**A run of records**:
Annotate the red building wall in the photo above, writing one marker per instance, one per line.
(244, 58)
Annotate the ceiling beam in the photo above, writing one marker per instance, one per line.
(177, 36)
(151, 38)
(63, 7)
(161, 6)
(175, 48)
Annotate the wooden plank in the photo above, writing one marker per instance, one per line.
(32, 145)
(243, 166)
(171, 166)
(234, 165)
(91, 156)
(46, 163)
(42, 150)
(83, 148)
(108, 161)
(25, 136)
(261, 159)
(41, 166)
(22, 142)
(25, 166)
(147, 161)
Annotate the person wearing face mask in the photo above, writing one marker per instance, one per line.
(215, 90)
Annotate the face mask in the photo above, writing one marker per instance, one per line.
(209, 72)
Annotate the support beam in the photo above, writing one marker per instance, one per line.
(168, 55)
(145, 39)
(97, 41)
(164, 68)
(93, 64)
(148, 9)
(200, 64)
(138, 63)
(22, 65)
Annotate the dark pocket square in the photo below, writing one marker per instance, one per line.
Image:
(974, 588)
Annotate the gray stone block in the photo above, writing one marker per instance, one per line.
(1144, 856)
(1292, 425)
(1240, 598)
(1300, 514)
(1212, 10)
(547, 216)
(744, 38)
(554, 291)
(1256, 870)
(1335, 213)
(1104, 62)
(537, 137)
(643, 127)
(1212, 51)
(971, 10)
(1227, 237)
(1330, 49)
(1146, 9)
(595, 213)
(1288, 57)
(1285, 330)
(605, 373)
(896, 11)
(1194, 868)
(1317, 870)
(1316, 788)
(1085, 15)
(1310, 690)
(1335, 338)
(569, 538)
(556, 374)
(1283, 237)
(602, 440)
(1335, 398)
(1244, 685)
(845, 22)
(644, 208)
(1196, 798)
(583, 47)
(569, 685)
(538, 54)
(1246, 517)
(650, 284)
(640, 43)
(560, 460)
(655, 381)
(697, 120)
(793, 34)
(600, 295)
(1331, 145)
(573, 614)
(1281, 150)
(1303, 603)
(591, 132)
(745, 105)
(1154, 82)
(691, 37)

**What to produce**: Exactly and only the lines from the one containing "Annotate the dark" through the end of the material are to be reproduced, both ends included.

**Written response**:
Annotate the dark pocket square in the photo below, writing one marker per instance, one per line.
Image:
(974, 588)
Annotate the gray stone block in the photo above, writing one marker per instance, one per line.
(1144, 856)
(1292, 425)
(1240, 598)
(1300, 514)
(1212, 10)
(547, 216)
(744, 38)
(554, 291)
(1256, 870)
(1335, 213)
(1104, 62)
(537, 137)
(643, 127)
(1212, 51)
(971, 10)
(1227, 237)
(1330, 49)
(1146, 9)
(595, 213)
(1288, 57)
(1285, 330)
(605, 373)
(896, 11)
(1194, 868)
(1317, 870)
(1316, 788)
(1085, 15)
(1310, 690)
(1335, 338)
(569, 538)
(556, 374)
(1283, 237)
(602, 440)
(1335, 398)
(1244, 685)
(845, 22)
(644, 208)
(1196, 798)
(583, 47)
(569, 685)
(538, 54)
(1246, 517)
(650, 284)
(640, 43)
(560, 460)
(655, 381)
(697, 120)
(793, 34)
(600, 295)
(1331, 145)
(573, 614)
(1281, 150)
(1303, 603)
(591, 132)
(745, 105)
(1154, 82)
(691, 37)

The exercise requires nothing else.